Could you rewrite the rows below as a two-column CSV with the headers request and answer? Give one line per row, with its text and its answer each in a single quoted field and line breaks replaced by spaces.

— BEGIN Provided records —

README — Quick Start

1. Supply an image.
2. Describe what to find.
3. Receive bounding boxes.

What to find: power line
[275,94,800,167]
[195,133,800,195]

— END Provided records —

Reply to the task:
request,answer
"README — Quick Start 1. Supply an image. 2. Describe what to find. 3. Receive bounding boxes. What to find: power line","[275,94,800,167] [195,133,800,195]"